Task instructions.
Could you write out the records below exactly as they appear?

[Dataset excerpt]
----------------------------------------
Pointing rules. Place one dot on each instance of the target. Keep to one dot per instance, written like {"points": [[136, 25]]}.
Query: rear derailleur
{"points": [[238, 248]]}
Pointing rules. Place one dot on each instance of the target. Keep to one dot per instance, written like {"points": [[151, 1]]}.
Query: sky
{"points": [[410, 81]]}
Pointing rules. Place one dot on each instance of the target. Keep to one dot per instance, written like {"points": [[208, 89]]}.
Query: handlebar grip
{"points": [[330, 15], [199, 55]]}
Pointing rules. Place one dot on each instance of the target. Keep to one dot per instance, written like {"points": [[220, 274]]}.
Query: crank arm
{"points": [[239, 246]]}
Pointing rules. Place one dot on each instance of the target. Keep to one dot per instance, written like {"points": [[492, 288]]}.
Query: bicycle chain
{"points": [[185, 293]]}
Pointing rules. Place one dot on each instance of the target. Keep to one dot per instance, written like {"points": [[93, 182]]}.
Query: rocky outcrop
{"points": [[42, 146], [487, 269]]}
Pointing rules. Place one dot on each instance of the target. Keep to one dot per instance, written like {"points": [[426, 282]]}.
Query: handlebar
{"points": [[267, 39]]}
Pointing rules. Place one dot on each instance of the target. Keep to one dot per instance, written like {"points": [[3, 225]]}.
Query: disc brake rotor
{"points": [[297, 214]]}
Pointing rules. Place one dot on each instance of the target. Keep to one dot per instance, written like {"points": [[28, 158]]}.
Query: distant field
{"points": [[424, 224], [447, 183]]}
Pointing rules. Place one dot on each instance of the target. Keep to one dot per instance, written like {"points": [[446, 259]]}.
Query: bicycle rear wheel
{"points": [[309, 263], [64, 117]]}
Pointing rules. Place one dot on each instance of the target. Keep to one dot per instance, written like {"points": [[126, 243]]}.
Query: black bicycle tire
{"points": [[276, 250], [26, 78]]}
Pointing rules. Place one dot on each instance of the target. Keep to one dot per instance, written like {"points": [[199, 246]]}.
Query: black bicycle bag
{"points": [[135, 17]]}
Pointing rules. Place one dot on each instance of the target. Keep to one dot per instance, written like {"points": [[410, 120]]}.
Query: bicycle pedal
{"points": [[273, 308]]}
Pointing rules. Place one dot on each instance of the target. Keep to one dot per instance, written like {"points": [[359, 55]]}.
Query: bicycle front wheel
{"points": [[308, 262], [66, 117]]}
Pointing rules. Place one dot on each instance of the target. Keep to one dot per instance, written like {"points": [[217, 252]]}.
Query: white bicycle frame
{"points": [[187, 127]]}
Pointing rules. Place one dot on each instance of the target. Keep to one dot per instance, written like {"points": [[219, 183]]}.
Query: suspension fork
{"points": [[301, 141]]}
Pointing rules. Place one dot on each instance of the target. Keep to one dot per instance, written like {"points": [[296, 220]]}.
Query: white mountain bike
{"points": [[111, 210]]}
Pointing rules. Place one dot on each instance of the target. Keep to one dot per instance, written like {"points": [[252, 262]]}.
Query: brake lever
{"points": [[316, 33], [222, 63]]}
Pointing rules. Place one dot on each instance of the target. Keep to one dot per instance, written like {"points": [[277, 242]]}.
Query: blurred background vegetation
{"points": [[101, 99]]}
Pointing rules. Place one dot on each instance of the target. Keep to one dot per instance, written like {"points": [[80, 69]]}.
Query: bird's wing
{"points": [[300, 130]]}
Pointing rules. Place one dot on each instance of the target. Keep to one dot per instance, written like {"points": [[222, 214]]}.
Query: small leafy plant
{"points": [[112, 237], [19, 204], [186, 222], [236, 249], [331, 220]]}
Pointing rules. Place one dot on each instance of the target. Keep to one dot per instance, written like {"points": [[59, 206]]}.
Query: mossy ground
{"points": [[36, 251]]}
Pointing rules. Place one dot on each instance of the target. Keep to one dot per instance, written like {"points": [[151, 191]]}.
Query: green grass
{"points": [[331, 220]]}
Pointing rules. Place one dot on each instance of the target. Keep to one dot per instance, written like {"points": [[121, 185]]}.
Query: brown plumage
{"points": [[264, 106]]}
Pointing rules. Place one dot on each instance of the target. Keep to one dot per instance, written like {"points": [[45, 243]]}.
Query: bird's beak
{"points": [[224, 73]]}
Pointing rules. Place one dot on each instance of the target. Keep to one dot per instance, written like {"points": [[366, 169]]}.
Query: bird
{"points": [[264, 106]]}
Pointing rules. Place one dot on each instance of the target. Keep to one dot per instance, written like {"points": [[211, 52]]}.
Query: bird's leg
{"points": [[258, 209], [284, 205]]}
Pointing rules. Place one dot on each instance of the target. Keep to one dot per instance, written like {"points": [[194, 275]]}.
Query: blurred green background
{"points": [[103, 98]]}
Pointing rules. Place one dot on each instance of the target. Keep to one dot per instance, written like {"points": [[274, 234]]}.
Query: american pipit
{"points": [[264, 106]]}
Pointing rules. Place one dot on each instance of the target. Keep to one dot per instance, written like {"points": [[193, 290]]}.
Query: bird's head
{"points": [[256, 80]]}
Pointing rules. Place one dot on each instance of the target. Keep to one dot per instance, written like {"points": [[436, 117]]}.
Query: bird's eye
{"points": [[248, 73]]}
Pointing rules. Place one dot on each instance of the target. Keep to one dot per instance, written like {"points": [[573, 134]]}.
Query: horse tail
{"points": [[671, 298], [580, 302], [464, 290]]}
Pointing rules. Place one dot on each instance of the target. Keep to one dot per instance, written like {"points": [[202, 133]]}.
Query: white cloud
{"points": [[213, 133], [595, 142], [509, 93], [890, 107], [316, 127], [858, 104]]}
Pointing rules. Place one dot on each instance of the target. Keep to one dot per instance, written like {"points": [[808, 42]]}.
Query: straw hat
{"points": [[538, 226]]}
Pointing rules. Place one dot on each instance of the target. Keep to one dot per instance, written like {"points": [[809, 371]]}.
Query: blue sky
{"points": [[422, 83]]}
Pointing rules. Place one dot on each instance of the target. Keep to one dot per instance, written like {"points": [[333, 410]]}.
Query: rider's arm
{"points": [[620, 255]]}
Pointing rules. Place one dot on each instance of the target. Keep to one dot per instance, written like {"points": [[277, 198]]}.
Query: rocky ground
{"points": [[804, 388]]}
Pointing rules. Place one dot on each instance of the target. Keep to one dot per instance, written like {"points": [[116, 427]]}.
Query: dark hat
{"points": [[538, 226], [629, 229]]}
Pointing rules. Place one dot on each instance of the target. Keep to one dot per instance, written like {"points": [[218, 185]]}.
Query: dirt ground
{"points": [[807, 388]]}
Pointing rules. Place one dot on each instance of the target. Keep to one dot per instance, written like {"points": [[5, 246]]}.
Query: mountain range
----------------------------------------
Result for this task.
Pointing rules. Place one dot on each instance of the target. Keep to one dot per instance, written like {"points": [[136, 25]]}.
Query: rear derailleur
{"points": [[238, 248]]}
Pointing rules. Place one dot on each instance of the target. Keep to one dot per instance, written like {"points": [[151, 1]]}.
Query: sky
{"points": [[410, 81]]}
Pointing rules. Place one dot on each instance of the target. Keep to one dot per instance, written like {"points": [[208, 89]]}.
Query: handlebar grip
{"points": [[330, 15], [199, 55]]}
Pointing rules. Place one dot on each instance of the target. Keep to one dot per instance, written like {"points": [[220, 274]]}.
Query: crank arm
{"points": [[239, 246]]}
Pointing rules. Place one dot on each instance of the target. Keep to one dot per instance, written like {"points": [[492, 288]]}.
Query: bicycle chain
{"points": [[185, 293]]}
Pointing rules. Place one dot on each instance of the target. Keep to one dot per instance, written like {"points": [[93, 182]]}.
Query: rocky outcrop
{"points": [[42, 146], [487, 269]]}
Pointing rules. Place one dot on each instance of the target. Keep to one dot per instance, written like {"points": [[426, 282]]}.
Query: handlebar
{"points": [[267, 39]]}
Pointing rules. Place one dot on each instance of the target. Keep to one dot per instance, written like {"points": [[3, 225]]}.
Query: disc brake rotor
{"points": [[297, 214]]}
Pointing rules. Place one dot on each instance of the target. Keep to one dot per instance, written like {"points": [[28, 158]]}.
Query: distant field
{"points": [[424, 224], [447, 183]]}
Pointing rules. Place one dot on each instance of the target. Keep to one dot per instance, written like {"points": [[446, 259]]}.
Query: bicycle rear wheel
{"points": [[309, 263], [64, 117]]}
Pointing rules. Place one dot on each instance of the target. Keep to one dot per instance, written like {"points": [[126, 243]]}.
Query: black bicycle tire
{"points": [[276, 250], [26, 78]]}
Pointing rules. Place one dot on each instance of the target. Keep to one dot per instance, written like {"points": [[199, 246]]}.
Query: black bicycle bag
{"points": [[135, 17]]}
Pointing rules. Place one dot on each instance of the target. Keep to one dot per instance, written like {"points": [[410, 120]]}.
Query: bicycle pedal
{"points": [[273, 308]]}
Pointing rules. Place one dot on each instance of the target. Keep to one dot per instance, written like {"points": [[359, 55]]}.
Query: bicycle front wheel
{"points": [[308, 262], [66, 117]]}
Pointing rules. Place one dot on each instance of the target. Keep to one dot per instance, written like {"points": [[217, 252]]}.
Query: white bicycle frame
{"points": [[187, 127]]}
Pointing rules. Place one dot on each instance of the target. Keep to one dot per instance, written like {"points": [[219, 183]]}.
Query: suspension fork
{"points": [[301, 141]]}
Pointing rules. Place one dot on each instance of the target. Keep to one dot per instance, written like {"points": [[296, 220]]}.
Query: white mountain bike
{"points": [[111, 210]]}
Pointing rules. Place one dot on each instance of the target. Keep to one dot per instance, written like {"points": [[252, 262]]}.
Query: brake lever
{"points": [[316, 33], [222, 63]]}
Pointing rules. Place one dot on each instance of the target. Keep to one dot per instance, written like {"points": [[277, 242]]}.
Query: blurred background vegetation
{"points": [[101, 99]]}
Pointing rules. Place one dot on each instance of the target. Keep to one dot per instance, written like {"points": [[80, 69]]}.
Query: bird's wing
{"points": [[300, 130]]}
Pointing rules. Place one dot on each instance of the target. Keep to one dot per instance, written like {"points": [[222, 214]]}.
Query: small leafy plant
{"points": [[112, 237], [19, 204], [186, 222], [236, 249], [331, 220]]}
Pointing rules. Place one dot on each instance of the target. Keep to one dot per instance, written like {"points": [[59, 206]]}.
Query: mossy ground
{"points": [[36, 251]]}
Pointing rules. Place one dot on each instance of the target. Keep to one dot per instance, written like {"points": [[151, 191]]}.
Query: green grass
{"points": [[331, 220]]}
Pointing rules. Place one dot on each instance of the target. Keep to one dot per instance, written like {"points": [[121, 185]]}.
Query: brown plumage
{"points": [[264, 106]]}
Pointing rules. Place one dot on each instance of the target. Keep to one dot per instance, written like {"points": [[45, 243]]}.
Query: bird's beak
{"points": [[224, 73]]}
Pointing rules. Place one dot on each instance of the target. Keep to one dot per instance, written like {"points": [[366, 169]]}.
Query: bird
{"points": [[264, 106]]}
Pointing rules. Place one dot on each instance of the target. Keep to one dot per instance, written like {"points": [[211, 52]]}.
Query: bird's leg
{"points": [[258, 209], [284, 205]]}
Pointing rules. Place one dot on each instance of the target. Keep to one dot per instance, written like {"points": [[194, 275]]}.
Query: blurred green background
{"points": [[103, 98]]}
Pointing rules. Place one dot on each instance of the target. Keep to one dot per instance, written like {"points": [[274, 234]]}.
Query: american pipit
{"points": [[264, 106]]}
Pointing rules. Place one dot on each instance of the target. Keep to one dot per instance, written like {"points": [[193, 290]]}.
Query: bird's head
{"points": [[256, 80]]}
Pointing rules. Place one dot on each instance of the target. Keep to one dot per instance, written like {"points": [[436, 117]]}.
Query: bird's eye
{"points": [[248, 73]]}
Pointing rules. Place one dot on each instance of the target. Keep to one dot per instance, written like {"points": [[573, 134]]}.
Query: horse tail
{"points": [[671, 298], [580, 302], [464, 290]]}
Pointing rules. Place one dot on each instance of the target. Keep to one dot per instance, written like {"points": [[202, 133]]}.
Query: white cloud
{"points": [[213, 133], [595, 142], [509, 93], [890, 107], [316, 127], [858, 104]]}
Pointing rules. Place one dot on each instance of the target. Keep to one dot per instance, written like {"points": [[808, 42]]}.
Query: straw hat
{"points": [[538, 226]]}
Pointing rules. Place one dot on each instance of the target. Keep to one dot per instance, written like {"points": [[809, 371]]}.
Query: blue sky
{"points": [[422, 83]]}
Pointing rules. Place one dot on each instance of the target. Keep to one dot per instance, written like {"points": [[333, 410]]}.
Query: rider's arm
{"points": [[620, 255]]}
Pointing rules. Place one dot on each instance of the target. Keep to one dot per instance, written like {"points": [[277, 198]]}.
Query: rocky ground
{"points": [[804, 388]]}
Pointing rules. Place one dot on each instance of the target. Keep to one dot per instance, written like {"points": [[116, 427]]}.
Query: dark hat
{"points": [[538, 226], [629, 229]]}
Pointing rules. Place one dot on each instance of the target. Keep to one dot per instance, written like {"points": [[218, 185]]}.
Query: dirt ground
{"points": [[807, 388]]}
Pointing rules. Place one dot on each instance of the target. Keep to one dot per instance, written like {"points": [[5, 246]]}.
Query: mountain range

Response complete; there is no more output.